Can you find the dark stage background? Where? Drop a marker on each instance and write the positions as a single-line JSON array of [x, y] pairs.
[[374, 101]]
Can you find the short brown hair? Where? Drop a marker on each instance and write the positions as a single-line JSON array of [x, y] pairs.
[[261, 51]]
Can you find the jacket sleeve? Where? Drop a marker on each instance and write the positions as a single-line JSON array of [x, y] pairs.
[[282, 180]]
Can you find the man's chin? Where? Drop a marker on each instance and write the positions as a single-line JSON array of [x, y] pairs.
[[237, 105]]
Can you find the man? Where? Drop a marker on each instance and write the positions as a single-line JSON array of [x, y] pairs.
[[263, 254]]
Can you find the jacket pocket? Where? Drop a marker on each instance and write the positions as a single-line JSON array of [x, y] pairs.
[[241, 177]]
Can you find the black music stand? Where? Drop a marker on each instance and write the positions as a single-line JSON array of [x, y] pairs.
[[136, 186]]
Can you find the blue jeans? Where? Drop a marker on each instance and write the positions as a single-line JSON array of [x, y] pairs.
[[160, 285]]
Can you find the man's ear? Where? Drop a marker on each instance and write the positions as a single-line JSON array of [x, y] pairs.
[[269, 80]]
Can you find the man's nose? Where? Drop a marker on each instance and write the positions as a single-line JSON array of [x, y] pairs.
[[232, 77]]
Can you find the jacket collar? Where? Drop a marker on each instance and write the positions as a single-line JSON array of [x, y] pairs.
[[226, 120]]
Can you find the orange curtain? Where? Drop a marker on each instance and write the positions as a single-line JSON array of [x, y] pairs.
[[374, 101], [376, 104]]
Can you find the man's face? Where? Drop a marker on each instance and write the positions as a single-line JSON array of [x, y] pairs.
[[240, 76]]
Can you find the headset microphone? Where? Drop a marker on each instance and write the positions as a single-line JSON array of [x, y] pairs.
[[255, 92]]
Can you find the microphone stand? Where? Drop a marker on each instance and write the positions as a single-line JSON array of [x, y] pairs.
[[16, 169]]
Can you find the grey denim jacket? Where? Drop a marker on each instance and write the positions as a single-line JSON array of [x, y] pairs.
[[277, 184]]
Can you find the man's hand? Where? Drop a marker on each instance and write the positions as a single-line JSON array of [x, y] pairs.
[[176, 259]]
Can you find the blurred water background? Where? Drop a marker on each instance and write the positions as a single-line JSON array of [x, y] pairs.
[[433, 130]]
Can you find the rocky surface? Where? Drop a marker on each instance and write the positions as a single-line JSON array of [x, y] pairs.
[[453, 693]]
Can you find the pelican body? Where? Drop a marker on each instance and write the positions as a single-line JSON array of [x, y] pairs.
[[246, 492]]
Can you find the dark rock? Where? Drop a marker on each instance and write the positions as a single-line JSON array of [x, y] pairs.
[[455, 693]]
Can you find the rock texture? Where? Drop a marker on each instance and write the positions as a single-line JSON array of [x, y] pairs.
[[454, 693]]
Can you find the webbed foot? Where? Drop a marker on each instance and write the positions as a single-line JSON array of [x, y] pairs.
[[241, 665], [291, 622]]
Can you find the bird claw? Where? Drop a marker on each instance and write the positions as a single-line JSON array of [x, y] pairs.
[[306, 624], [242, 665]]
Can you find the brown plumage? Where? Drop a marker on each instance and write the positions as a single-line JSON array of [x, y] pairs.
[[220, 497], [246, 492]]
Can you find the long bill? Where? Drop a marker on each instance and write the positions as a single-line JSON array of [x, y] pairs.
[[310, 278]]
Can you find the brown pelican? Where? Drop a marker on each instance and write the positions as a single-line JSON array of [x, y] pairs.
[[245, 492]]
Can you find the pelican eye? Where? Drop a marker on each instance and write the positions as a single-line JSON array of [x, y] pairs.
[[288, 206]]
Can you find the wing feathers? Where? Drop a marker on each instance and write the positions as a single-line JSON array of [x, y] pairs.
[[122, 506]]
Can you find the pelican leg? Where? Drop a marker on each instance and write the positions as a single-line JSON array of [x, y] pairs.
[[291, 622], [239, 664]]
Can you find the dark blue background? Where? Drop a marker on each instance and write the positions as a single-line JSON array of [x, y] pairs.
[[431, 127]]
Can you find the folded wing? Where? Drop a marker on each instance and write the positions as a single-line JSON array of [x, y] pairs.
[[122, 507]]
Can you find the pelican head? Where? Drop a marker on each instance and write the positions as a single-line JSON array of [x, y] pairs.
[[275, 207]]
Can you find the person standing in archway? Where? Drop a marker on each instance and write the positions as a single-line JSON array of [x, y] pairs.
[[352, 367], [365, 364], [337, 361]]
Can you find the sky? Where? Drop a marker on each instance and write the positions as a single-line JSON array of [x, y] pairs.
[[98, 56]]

WHAT IS EXPECTED: The task requires each record above to be restated exactly.

WRITTEN REPLY:
Can you find the dark stage background? Where? Drop a marker on each instance and write the positions as a single-line JSON array of [x, y] pairs.
[[374, 101]]
Can you find the short brown hair? Where? Drop a marker on each instance and write the positions as a single-line JSON array of [x, y] pairs.
[[261, 51]]
Can you find the jacket sleeve? Where? Drop a marker on each instance and write the positions as a single-line JSON array of [x, y] pairs.
[[282, 180]]
Can you find the man's chin? Where? Drop a marker on each instance and write the positions as a single-line JSON array of [x, y] pairs.
[[237, 105]]
Can you find the man? Where? Drop a marker on each instance and write the positions as a single-line JSON array of [x, y] pairs.
[[263, 254]]
Can you find the jacket pocket? Where? Drop a marker on each instance and write the positions as a single-line JSON array of [x, y] pairs.
[[241, 177]]
Can you find the black music stand? Where? Drop a marker on each instance and write the positions as a single-line JSON array of [x, y] pairs.
[[136, 186]]
Can you find the blue jeans? Where? Drop a marker on each instance and write the positions as a single-line JSON array of [x, y] pairs.
[[160, 285]]
Can you find the man's ear? Where? Drop a marker on each instance and write the positions as a single-line JSON array of [x, y] pairs.
[[269, 80]]
Can you find the man's nose? Where? Drop a marker on each instance and write the positions as a single-line JSON array of [x, y] pairs.
[[232, 77]]
Can you find the jacket collar? Where? Drop a marker on each instance and write the positions as a single-line JSON array of [x, y] pairs.
[[226, 120]]
Can you find the orange curtain? Where? Drop a marker on each instance and write the positions as a single-line JSON array of [x, y] pairs.
[[374, 101], [376, 104]]
Can you find the man's face? Where? Drop a marker on each instance and write the positions as a single-line JSON array of [x, y] pairs.
[[240, 76]]
Can you find the headset microphone? Where? Drop a marker on each instance and write the positions as a single-line JSON array of [x, y] pairs.
[[255, 92]]
Can you find the microphone stand? Where? Drop a marker on each instance and write the positions as a single-line JSON array of [x, y] pairs.
[[16, 169]]
Can you find the grey denim jacket? Where? Drop a marker on each instance and write the positions as a single-line JSON array of [x, y] pairs.
[[277, 184]]
Can you find the man's hand? Where? Drop a marker on each instance and write the positions as a single-line JSON array of [x, y] pairs.
[[176, 259]]
Can you find the blurred water background? Where? Drop a marker on each instance and write the positions as a single-line JSON array of [x, y] pairs.
[[433, 130]]
Can you find the rocky surface? Where? Drop a marker on each instance and write the positions as a single-line JSON array of [x, y] pairs.
[[453, 693]]
Can you find the pelican body? Where? Drop a marker on each instance and write the positions as a single-line JSON array of [x, y] pairs.
[[246, 492]]
Can you find the dark rock? Where? Drop a marker on each instance and write the positions as a single-line JSON array of [x, y] pairs.
[[455, 693]]
Can you find the rock texture? Where? Drop a marker on each instance and write the positions as a single-line JSON array of [x, y] pairs.
[[454, 693]]
Can you find the webbed foot? Where? Drop a marker on each instance and write the positions as a single-line JSON array of [x, y] pairs.
[[241, 665], [291, 622]]
Can you find the bird claw? Where? Drop a marker on each instance and write the positions as a single-line JSON array of [x, y] pairs.
[[306, 624], [242, 665]]
Can you find the brown plumage? Where? Drop a marker on each instance and write the positions as a single-line JSON array of [x, y] pairs.
[[220, 497], [246, 492]]
Can you find the long bill? Where? Drop a marker on each instance and write the positions as a single-line JSON array of [x, y] pairs.
[[310, 278]]
Can you find the brown pelican? Where? Drop a marker on each instance and write the positions as a single-line JSON array of [x, y] pairs.
[[245, 492]]
Can you find the pelican eye? Where? Drop a marker on each instance and write the positions as a single-line JSON array of [x, y] pairs.
[[288, 206]]
Can you find the wing feathers? Where? Drop a marker on each instance and write the positions as a single-line JSON array of [x, y] pairs.
[[122, 506]]
Can you find the pelican leg? Where? Drop a marker on each instance and write the positions as a single-line JSON array of [x, y] pairs.
[[291, 622], [239, 664]]
Can you find the dark blue background? Where? Drop a marker on each instance and write the positions as a single-line JSON array of [x, y] pairs.
[[431, 127]]
Can you find the folded wing? Where? Drop a marker on each instance and write the positions as a single-line JSON array of [x, y] pairs.
[[122, 507]]
Can you find the pelican head? Where? Drop a marker on each instance and write the positions as a single-line JSON array of [x, y] pairs.
[[275, 207]]
Can you find the person standing in archway? Where? Drop a marker on each instance and write the positions as a single-line JSON array of [x, y] pairs.
[[352, 367], [365, 364], [337, 361]]
Can you find the sky? Where? Drop a marker on each instance and write the positions as a single-line JSON array of [x, y] pairs.
[[98, 56]]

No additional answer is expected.